Dataset entries:
━━━━━━━━━━━━━━━━━━━━
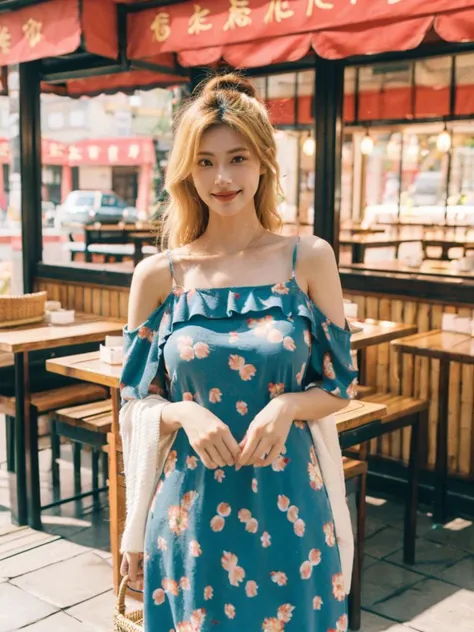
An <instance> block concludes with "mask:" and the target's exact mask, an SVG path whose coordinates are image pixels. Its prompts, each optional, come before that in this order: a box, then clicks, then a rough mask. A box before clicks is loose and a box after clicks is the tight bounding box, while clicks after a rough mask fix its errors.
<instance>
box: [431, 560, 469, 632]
mask: <svg viewBox="0 0 474 632" xmlns="http://www.w3.org/2000/svg"><path fill="white" fill-rule="evenodd" d="M439 579H444V580H446V581H448V582H452V583H453V584H456V586H460V587H461V588H466V589H467V590H471V591H472V592H473V597H472V598H473V599H474V557H473V556H470V557H466V558H465V559H463V560H461V561H460V562H457V563H456V564H453V565H452V566H448V568H446V569H445V570H444V571H442V572H441V573H440V574H439ZM473 628H474V626H473Z"/></svg>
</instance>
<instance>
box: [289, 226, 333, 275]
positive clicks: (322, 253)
mask: <svg viewBox="0 0 474 632" xmlns="http://www.w3.org/2000/svg"><path fill="white" fill-rule="evenodd" d="M298 266H299V267H300V269H301V270H302V273H303V275H304V276H305V277H306V272H308V271H309V272H311V271H312V272H313V274H314V270H315V266H318V267H319V266H330V267H331V266H336V267H337V264H336V257H335V255H334V250H333V248H332V246H331V244H329V243H328V242H327V241H325V240H324V239H321V238H320V237H317V236H316V235H304V236H303V237H301V239H300V243H299V248H298Z"/></svg>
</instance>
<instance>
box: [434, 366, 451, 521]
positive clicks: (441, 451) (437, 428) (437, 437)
mask: <svg viewBox="0 0 474 632" xmlns="http://www.w3.org/2000/svg"><path fill="white" fill-rule="evenodd" d="M449 367H450V363H449V359H441V360H440V363H439V380H438V398H439V399H438V426H437V429H436V465H435V492H434V508H433V519H434V522H436V523H439V524H441V523H443V522H444V521H445V520H446V491H447V481H448V413H449Z"/></svg>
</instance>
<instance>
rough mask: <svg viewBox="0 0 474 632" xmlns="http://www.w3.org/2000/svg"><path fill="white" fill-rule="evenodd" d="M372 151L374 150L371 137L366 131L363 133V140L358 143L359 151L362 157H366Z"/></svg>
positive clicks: (373, 147) (371, 138)
mask: <svg viewBox="0 0 474 632" xmlns="http://www.w3.org/2000/svg"><path fill="white" fill-rule="evenodd" d="M373 149H374V141H373V138H372V137H371V135H370V134H369V132H368V131H367V132H366V133H365V136H364V138H363V139H362V141H361V143H360V151H361V153H362V154H363V155H364V156H368V155H369V154H371V153H372V150H373Z"/></svg>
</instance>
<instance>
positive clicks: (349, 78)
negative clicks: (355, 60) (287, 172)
mask: <svg viewBox="0 0 474 632" xmlns="http://www.w3.org/2000/svg"><path fill="white" fill-rule="evenodd" d="M355 80H356V69H355V68H346V69H345V70H344V113H343V117H344V120H345V121H353V120H354V119H355Z"/></svg>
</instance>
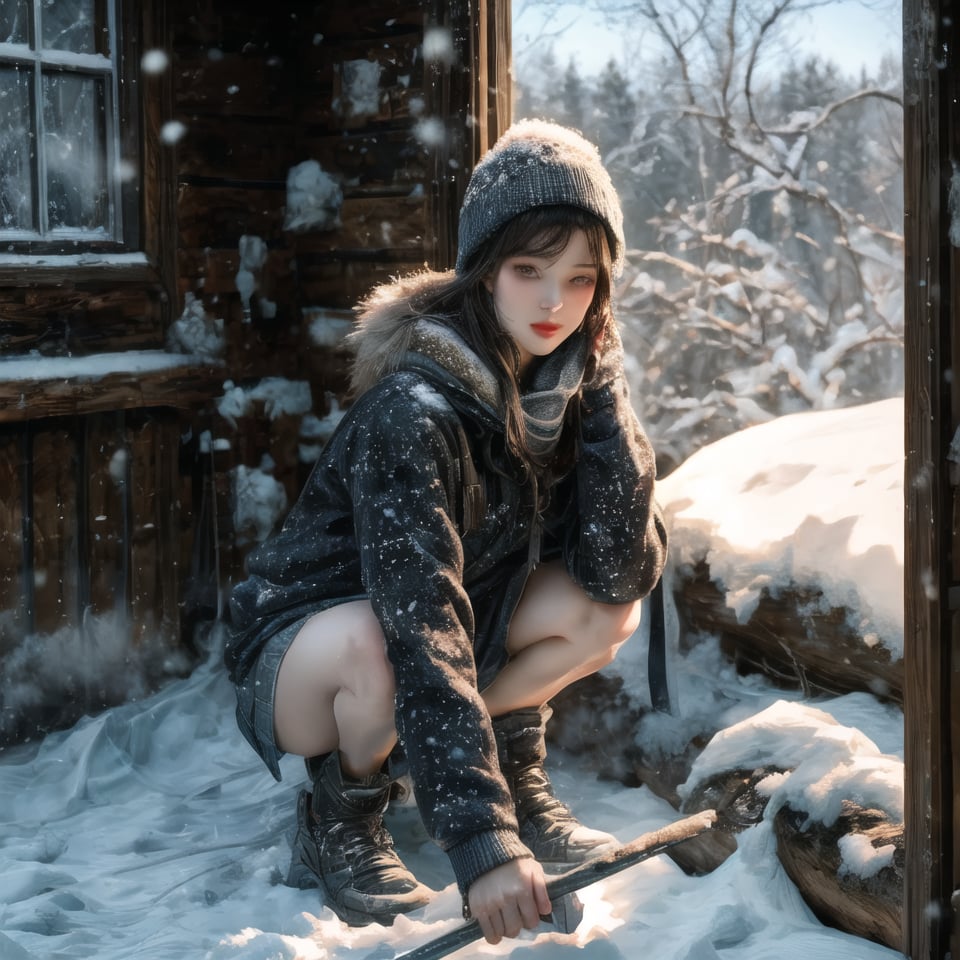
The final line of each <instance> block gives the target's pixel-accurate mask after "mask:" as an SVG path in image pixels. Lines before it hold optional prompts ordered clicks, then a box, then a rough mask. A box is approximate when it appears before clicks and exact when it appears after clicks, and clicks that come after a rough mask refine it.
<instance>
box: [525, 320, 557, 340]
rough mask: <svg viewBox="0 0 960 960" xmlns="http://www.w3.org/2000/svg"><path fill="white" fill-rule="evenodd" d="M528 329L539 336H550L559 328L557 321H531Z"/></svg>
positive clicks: (542, 336)
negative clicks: (550, 321) (542, 322)
mask: <svg viewBox="0 0 960 960" xmlns="http://www.w3.org/2000/svg"><path fill="white" fill-rule="evenodd" d="M530 329H531V330H533V332H534V333H537V334H539V335H540V336H541V337H552V336H553V335H554V334H555V333H556V332H557V331H558V330H559V329H560V324H558V323H531V324H530Z"/></svg>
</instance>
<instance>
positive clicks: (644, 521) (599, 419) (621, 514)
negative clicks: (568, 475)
mask: <svg viewBox="0 0 960 960" xmlns="http://www.w3.org/2000/svg"><path fill="white" fill-rule="evenodd" d="M610 326H611V330H610V331H609V332H608V334H607V337H606V340H605V342H604V344H603V355H602V357H601V360H600V362H599V364H598V366H597V369H596V372H595V373H594V375H593V376H592V377H591V379H590V380H589V381H588V382H587V383H585V384H584V386H583V391H582V396H581V403H580V420H581V450H580V456H579V458H578V460H577V465H576V468H575V477H574V487H575V489H574V492H573V493H572V497H573V498H574V502H573V503H572V504H570V505H569V506H570V507H574V508H575V518H574V521H573V522H572V523H568V525H567V529H566V531H565V535H564V537H563V542H564V544H565V551H564V554H565V560H566V564H567V570H568V572H569V573H570V575H571V577H573V579H574V580H575V581H576V582H577V583H578V584H579V585H580V586H581V587H582V588H583V589H584V591H585V592H586V593H587V595H588V596H590V597H591V598H592V599H594V600H598V601H601V602H605V603H625V602H628V601H631V600H638V599H640V598H642V597H645V596H646V595H647V594H648V593H649V592H650V591H651V590H652V589H653V588H654V586H656V583H657V580H659V578H660V574H661V573H662V571H663V565H664V562H665V561H666V548H667V533H666V527H665V526H664V523H663V519H662V517H661V515H660V511H659V509H658V507H657V505H656V501H655V499H654V477H655V474H656V463H655V458H654V454H653V449H652V447H651V446H650V441H649V440H648V439H647V437H646V435H645V434H644V432H643V429H642V428H641V426H640V423H639V421H638V420H637V416H636V413H635V412H634V410H633V407H632V406H631V403H630V391H629V387H628V386H627V381H626V378H625V376H624V371H623V348H622V346H621V344H620V337H619V334H617V332H616V326H615V325H613V324H611V325H610Z"/></svg>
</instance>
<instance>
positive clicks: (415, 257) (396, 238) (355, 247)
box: [291, 196, 429, 263]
━━━━━━━━━━━━━━━━━━━━
EXERCISE DIRECTIONS >> Where a line above includes "block", copy that line.

SOLUTION TO THIS EXERCISE >>
An <instance> block concludes with "mask:" and the target's exact mask, an SVG path whose coordinates are image pixels. Its prompts, each optional, come before that in this order: a box, then clicks, then a rough mask. A box before clicks is loose and a box after clicks is the tight bounding box, while clicks after a rough mask fix its errors.
The final line of each <instance> block gives the target's pixel-accurate mask after "mask:" as an SVG path in image pixels. Lines before it hold optional prompts ordered clicks, then a box, then a rough mask. A box is approximate when it appears before clicks and exact when it appears after clicks, and clicks that come after a rough mask refine it.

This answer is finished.